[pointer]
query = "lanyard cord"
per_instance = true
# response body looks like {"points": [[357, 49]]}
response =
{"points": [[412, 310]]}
———
> **Activity**
All of the material needs to be reproduced exactly as it reads.

> **Answer**
[pointer]
query = "lanyard cord"
per_instance = true
# response body looks like {"points": [[357, 49]]}
response =
{"points": [[412, 310]]}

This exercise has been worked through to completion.